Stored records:
------------------------------------
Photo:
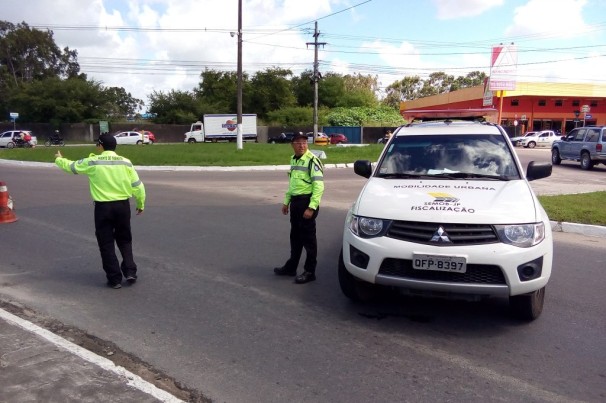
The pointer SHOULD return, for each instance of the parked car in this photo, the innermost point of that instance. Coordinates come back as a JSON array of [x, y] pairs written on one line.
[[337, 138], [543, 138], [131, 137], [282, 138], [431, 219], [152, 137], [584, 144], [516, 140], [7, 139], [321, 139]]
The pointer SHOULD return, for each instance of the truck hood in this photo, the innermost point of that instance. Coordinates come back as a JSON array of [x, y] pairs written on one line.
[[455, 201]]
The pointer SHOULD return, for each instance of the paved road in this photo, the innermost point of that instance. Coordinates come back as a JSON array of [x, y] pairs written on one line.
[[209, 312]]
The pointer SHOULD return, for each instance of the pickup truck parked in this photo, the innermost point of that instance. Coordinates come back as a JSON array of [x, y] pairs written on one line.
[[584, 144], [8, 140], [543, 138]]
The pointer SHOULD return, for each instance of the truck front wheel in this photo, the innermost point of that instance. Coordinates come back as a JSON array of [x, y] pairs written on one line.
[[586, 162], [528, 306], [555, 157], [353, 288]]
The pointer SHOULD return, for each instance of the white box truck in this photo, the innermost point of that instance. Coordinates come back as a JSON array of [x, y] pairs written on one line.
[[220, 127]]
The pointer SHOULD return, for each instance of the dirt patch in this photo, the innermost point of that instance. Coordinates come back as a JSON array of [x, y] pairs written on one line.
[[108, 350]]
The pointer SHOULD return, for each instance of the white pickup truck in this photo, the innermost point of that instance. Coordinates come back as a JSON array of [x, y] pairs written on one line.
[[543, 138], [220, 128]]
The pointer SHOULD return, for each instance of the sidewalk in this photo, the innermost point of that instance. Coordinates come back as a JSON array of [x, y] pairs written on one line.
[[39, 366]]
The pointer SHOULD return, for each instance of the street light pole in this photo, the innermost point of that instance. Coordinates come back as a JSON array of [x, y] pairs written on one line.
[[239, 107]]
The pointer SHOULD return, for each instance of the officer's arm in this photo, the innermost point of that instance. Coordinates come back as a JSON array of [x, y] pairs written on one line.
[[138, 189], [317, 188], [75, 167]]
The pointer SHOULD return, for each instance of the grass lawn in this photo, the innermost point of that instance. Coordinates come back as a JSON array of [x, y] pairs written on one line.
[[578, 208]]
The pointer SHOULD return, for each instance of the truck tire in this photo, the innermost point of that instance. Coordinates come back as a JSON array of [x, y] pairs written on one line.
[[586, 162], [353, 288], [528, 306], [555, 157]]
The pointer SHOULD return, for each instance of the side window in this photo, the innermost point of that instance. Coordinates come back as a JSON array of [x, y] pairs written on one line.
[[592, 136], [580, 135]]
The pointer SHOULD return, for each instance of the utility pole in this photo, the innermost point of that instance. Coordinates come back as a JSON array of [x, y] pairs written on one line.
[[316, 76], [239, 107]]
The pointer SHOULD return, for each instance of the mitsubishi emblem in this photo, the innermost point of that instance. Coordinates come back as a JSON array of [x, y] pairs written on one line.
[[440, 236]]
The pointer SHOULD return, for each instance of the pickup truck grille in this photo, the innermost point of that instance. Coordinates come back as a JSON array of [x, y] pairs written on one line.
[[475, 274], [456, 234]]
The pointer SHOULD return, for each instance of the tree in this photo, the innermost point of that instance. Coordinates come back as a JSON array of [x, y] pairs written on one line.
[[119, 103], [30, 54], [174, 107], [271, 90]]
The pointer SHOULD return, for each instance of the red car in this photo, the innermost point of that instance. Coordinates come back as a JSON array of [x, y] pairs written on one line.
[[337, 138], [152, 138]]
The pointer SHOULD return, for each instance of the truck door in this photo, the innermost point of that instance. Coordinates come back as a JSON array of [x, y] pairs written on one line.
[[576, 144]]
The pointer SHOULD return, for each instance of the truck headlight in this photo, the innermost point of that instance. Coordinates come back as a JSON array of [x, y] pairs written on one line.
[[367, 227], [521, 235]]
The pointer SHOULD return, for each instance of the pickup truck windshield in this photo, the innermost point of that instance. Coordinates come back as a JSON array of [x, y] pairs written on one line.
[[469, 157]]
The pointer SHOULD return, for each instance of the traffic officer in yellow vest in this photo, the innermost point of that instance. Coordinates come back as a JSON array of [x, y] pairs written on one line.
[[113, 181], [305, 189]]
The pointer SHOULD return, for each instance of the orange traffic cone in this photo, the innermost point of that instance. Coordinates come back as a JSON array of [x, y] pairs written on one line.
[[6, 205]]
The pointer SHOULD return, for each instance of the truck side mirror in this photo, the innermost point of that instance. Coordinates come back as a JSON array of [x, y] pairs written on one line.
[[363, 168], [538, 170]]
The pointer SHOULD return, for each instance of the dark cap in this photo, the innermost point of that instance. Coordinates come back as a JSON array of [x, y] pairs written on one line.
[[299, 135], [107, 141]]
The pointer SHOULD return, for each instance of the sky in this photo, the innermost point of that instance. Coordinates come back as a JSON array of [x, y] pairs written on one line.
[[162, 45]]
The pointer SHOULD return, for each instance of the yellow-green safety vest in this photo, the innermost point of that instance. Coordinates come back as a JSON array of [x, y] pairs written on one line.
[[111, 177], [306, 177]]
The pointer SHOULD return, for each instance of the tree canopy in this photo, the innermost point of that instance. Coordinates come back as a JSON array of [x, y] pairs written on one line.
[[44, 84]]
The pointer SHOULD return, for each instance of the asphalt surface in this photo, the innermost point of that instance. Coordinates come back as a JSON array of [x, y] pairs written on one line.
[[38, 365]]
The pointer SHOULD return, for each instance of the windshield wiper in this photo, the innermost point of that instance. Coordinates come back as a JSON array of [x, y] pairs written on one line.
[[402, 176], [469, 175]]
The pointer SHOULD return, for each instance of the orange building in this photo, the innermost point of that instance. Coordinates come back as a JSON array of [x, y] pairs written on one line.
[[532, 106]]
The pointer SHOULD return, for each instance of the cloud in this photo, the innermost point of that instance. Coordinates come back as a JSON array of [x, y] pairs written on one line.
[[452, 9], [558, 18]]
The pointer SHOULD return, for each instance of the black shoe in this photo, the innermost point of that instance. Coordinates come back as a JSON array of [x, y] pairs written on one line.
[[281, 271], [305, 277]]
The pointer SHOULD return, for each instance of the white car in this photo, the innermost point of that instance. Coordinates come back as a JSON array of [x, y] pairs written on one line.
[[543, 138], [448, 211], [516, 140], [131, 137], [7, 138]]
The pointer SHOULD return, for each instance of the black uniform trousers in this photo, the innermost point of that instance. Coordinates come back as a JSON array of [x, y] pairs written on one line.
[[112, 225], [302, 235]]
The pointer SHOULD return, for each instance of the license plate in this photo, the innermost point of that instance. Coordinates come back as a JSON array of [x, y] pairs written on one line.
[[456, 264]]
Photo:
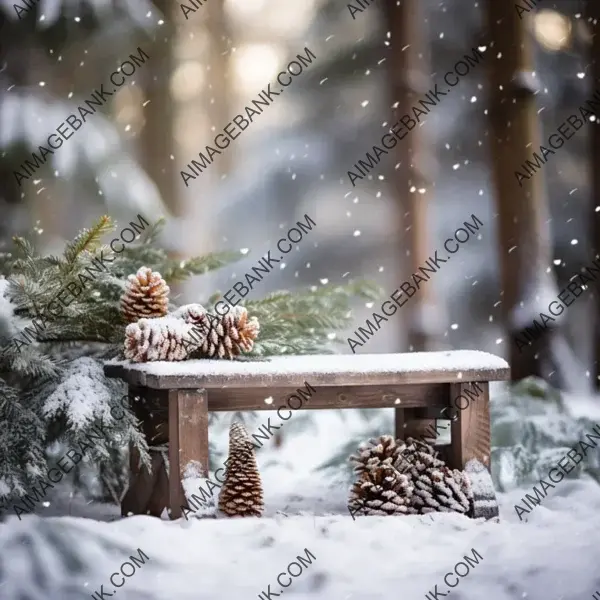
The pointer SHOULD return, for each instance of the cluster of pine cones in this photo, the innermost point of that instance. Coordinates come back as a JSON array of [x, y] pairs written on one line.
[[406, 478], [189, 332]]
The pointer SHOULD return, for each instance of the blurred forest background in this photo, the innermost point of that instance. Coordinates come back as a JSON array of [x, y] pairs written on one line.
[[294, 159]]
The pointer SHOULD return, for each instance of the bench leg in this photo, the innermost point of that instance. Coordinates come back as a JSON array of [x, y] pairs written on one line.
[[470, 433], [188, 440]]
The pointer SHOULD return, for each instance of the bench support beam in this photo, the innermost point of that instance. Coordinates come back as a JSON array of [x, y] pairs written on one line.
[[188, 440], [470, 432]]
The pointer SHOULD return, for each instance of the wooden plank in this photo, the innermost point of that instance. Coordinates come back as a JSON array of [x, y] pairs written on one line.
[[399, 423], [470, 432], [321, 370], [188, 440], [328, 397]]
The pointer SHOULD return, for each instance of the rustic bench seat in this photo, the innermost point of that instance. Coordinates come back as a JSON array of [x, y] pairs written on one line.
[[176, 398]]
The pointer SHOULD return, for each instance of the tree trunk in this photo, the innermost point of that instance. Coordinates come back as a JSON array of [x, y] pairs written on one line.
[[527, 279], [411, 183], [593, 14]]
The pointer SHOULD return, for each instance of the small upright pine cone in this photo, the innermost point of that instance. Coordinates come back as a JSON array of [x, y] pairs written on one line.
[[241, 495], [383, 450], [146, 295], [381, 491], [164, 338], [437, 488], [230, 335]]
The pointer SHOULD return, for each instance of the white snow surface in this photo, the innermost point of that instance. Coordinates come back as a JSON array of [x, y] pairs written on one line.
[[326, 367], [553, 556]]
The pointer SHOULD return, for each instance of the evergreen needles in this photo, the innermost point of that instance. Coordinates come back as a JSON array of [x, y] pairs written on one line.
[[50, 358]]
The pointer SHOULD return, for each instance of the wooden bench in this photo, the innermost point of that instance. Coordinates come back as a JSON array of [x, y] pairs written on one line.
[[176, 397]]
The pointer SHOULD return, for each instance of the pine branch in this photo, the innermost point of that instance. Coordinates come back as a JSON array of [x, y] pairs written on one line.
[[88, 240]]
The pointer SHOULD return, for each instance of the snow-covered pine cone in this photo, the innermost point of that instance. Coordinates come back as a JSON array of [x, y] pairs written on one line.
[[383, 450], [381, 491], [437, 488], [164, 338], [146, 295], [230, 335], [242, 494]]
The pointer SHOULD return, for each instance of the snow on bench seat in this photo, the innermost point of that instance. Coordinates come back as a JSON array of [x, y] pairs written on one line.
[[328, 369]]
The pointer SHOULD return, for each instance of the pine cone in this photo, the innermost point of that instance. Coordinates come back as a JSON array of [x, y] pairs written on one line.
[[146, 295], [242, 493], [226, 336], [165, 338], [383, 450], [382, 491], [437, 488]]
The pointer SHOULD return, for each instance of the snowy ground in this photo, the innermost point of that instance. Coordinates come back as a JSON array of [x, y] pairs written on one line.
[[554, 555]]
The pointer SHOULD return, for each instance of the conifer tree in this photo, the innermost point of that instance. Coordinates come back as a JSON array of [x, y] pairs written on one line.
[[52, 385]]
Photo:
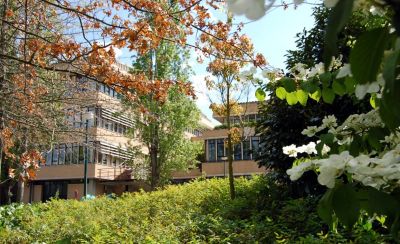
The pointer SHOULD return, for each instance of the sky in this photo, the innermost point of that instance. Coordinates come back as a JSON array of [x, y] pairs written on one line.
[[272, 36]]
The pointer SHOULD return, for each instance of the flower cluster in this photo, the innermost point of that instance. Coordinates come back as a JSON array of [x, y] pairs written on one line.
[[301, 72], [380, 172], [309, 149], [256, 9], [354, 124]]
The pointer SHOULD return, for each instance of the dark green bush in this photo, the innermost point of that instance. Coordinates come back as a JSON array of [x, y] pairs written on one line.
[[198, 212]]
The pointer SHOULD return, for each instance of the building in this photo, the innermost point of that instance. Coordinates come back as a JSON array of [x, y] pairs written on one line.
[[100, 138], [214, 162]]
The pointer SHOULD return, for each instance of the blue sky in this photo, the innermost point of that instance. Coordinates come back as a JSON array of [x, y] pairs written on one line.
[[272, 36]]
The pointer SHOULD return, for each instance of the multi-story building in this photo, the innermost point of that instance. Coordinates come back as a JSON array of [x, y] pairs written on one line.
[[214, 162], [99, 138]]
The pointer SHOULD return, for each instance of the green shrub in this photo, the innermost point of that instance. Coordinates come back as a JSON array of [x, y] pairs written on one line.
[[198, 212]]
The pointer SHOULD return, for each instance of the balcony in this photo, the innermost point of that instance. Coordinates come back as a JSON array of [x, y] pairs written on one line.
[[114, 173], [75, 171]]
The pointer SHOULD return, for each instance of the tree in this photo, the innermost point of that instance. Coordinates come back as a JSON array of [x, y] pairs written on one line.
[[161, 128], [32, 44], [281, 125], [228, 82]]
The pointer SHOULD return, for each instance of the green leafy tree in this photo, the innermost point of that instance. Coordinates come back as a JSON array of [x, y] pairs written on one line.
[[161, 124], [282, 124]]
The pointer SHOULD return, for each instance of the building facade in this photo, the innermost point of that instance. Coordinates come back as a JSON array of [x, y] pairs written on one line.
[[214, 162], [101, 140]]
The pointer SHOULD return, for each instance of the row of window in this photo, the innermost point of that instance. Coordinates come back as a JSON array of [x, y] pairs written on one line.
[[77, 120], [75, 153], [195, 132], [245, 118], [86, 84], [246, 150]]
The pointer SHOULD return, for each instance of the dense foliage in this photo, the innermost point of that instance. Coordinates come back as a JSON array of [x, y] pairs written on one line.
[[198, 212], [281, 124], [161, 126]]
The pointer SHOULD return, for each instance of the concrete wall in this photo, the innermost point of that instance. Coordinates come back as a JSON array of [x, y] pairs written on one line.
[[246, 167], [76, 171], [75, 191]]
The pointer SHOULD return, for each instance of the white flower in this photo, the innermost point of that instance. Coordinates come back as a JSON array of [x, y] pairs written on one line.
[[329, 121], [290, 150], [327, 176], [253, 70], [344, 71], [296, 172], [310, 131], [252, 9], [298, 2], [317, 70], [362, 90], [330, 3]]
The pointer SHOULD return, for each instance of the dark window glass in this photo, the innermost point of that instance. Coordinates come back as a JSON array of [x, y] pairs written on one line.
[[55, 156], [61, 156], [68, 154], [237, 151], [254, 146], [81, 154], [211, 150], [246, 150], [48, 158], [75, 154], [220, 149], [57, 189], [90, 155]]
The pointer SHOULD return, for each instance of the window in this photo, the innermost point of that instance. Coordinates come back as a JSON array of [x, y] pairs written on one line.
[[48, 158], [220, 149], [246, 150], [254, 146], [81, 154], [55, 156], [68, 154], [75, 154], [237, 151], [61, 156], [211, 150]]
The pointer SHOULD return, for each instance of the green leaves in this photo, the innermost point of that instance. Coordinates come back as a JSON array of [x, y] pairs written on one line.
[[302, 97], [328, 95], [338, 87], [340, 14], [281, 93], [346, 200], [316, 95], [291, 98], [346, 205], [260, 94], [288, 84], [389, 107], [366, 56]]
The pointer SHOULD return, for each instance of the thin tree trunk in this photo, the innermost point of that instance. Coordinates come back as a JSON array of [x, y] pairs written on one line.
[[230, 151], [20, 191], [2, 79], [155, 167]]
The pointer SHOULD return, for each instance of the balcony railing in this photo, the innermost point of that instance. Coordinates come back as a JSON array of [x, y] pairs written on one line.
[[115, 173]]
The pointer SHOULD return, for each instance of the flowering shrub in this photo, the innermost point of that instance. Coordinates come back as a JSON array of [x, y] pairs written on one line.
------------------------------------
■ Exercise
Reproduce the entries above verbatim, starting at the line that contains "The pointer SHOULD return, for each instance of the wooden bench" and ending after the line that contains "[[328, 369]]".

■ Response below
The pointer SHOULD return, for each instance of the wooden bench in this photo, the innermost point of that instance. Coordinates come back as a JSON array of [x, y] pairs written on one line.
[[176, 397]]
The pointer SHOULD return, for each instance of the pine branch in this photo, the innermost point of that instance. Coordinates come back as a JSON array of [x, y] pairs written on one line.
[[88, 240]]
The pointer SHOULD return, for each instance of the snow-covered pine cone in this photo, the innermost point of that instance. Coordinates come back as a JSON array of [x, y] pairs written on one line.
[[383, 450], [381, 491], [437, 488], [164, 338], [146, 295], [230, 335], [242, 494]]
The pointer SHOULD return, for each instance of the snow on bench seat in this photo, the innermost point of that instance. Coordinates come back as a JSON array of [x, y] pairs written on one line.
[[328, 369]]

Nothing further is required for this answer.